* **TASK DIRECTIONS**:
Check every line of the data below for "ceiling". Copy each one that has it.

[Opening LISTED RECORDS section]

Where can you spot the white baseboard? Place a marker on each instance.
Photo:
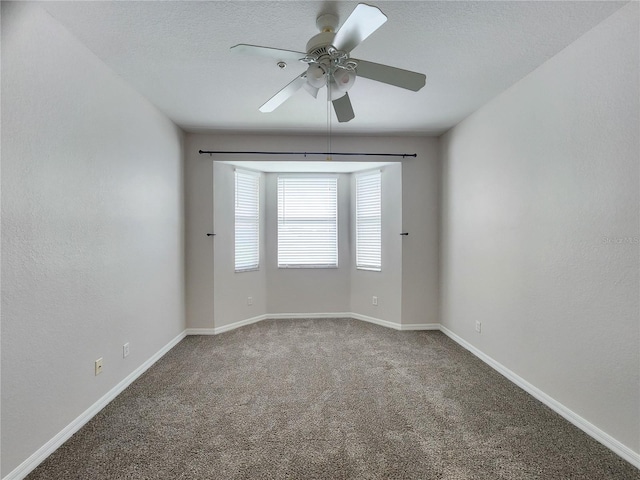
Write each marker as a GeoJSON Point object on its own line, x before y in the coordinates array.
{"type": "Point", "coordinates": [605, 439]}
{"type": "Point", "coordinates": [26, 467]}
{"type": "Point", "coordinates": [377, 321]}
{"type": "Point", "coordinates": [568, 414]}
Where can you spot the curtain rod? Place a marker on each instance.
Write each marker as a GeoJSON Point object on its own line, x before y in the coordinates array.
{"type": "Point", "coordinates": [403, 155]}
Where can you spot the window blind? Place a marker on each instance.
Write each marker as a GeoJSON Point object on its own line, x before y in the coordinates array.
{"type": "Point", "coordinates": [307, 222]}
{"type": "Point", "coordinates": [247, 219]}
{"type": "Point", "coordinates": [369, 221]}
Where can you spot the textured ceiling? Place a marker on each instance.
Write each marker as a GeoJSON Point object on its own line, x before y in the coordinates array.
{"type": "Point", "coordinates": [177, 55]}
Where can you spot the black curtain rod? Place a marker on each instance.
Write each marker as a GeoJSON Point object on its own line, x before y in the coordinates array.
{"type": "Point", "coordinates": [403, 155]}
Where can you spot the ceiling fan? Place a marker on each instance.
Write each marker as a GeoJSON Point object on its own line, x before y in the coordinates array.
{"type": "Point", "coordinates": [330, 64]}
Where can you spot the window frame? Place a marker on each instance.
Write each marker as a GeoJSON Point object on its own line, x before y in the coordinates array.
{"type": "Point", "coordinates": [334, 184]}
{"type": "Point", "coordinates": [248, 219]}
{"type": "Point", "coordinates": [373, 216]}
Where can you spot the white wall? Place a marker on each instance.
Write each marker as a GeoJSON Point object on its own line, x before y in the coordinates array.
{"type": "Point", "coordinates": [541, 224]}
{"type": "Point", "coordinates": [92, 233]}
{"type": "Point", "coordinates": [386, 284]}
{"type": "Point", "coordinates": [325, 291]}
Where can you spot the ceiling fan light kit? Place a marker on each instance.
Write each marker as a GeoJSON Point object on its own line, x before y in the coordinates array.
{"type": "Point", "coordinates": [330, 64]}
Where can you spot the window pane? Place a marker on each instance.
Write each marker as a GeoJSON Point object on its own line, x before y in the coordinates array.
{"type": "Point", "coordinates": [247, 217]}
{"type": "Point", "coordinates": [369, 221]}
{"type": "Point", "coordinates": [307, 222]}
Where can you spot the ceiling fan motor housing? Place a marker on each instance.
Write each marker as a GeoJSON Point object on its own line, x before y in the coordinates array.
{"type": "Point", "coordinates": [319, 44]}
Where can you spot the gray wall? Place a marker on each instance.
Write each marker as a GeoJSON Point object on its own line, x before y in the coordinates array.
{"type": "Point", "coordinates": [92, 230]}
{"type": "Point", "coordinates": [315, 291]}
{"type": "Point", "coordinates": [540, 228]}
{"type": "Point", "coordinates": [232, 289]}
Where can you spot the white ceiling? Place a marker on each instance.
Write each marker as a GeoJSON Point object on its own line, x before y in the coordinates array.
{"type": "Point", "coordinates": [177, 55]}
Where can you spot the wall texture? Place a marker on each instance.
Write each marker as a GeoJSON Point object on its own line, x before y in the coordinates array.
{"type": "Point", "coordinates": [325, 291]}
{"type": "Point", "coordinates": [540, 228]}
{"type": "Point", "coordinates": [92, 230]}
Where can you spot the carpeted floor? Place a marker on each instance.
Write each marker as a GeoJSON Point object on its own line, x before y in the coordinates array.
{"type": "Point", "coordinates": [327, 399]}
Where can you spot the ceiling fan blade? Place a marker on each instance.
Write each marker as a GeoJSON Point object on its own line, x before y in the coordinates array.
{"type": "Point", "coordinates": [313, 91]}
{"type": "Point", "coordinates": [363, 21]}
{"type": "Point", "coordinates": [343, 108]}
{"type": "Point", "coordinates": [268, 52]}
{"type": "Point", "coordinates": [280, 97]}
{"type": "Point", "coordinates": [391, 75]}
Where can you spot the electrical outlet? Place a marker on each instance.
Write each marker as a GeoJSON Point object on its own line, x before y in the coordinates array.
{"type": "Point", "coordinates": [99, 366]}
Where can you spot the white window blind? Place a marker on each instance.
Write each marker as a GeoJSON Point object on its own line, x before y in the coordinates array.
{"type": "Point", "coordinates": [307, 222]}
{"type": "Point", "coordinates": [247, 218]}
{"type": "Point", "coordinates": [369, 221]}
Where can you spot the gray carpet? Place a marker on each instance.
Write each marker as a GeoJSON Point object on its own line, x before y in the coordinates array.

[Closing LISTED RECORDS section]

* **RESULT**:
Where can you spot the textured ceiling? Place a marker on each instance.
Where can you spot the ceiling fan? Place a marker on each instance.
Where can you spot the ceiling fan light kit? Place a marker on each instance.
Where can you spot the ceiling fan motor housing? Place a marker on each instance.
Where can you spot the white ceiling? Place a marker on each instance.
Where can you spot the ceiling fan blade? Place a marker on each instance.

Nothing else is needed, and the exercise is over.